Exercise task = Reproduce the records below word for word, leaving out the pictures.

Provided material =
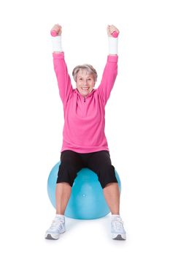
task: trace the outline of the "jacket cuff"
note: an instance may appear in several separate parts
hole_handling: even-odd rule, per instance
[[[61,53],[53,53],[53,59],[64,59],[64,53],[61,52]]]
[[[107,56],[107,61],[108,62],[117,62],[118,61],[118,56],[116,55],[109,55]]]

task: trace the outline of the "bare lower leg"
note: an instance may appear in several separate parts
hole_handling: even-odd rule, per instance
[[[120,191],[117,183],[109,183],[103,190],[112,214],[120,214]]]
[[[72,192],[72,187],[66,182],[58,183],[55,189],[56,214],[64,214]]]

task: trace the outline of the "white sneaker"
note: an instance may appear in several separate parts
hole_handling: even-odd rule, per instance
[[[64,216],[56,214],[50,227],[46,231],[46,239],[58,239],[60,234],[66,231]]]
[[[112,239],[126,239],[126,234],[123,227],[123,222],[119,215],[112,215],[111,235]]]

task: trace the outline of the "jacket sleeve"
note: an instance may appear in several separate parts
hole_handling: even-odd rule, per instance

Exercise result =
task: trace the outline of the "jacket cuff"
note: an instance may appear in several separate parts
hole_handling: even-odd rule, per instance
[[[61,53],[53,53],[53,59],[64,59],[64,53],[61,52]]]
[[[107,56],[107,61],[108,62],[117,62],[118,61],[118,56],[116,55],[109,55]]]

task: trace the outline of the "bare lower leg"
note: an instance may appear in several separate parts
hole_handling: even-odd rule, per instance
[[[120,191],[117,183],[109,183],[103,190],[112,214],[120,214]]]
[[[72,192],[72,187],[66,182],[58,183],[55,189],[56,214],[64,214]]]

task: trace the outline of the "white sneaker"
note: an instance may appear in several separate parts
hole_handling: even-odd rule, per instance
[[[64,216],[56,214],[50,227],[46,231],[46,239],[58,239],[60,234],[66,231]]]
[[[112,239],[126,239],[126,234],[123,227],[123,222],[119,215],[112,215],[111,235]]]

task: trace the outline of the "jacket sleeve"
note: an instance may appear in several separate parts
hole_handling: even-odd rule, per instance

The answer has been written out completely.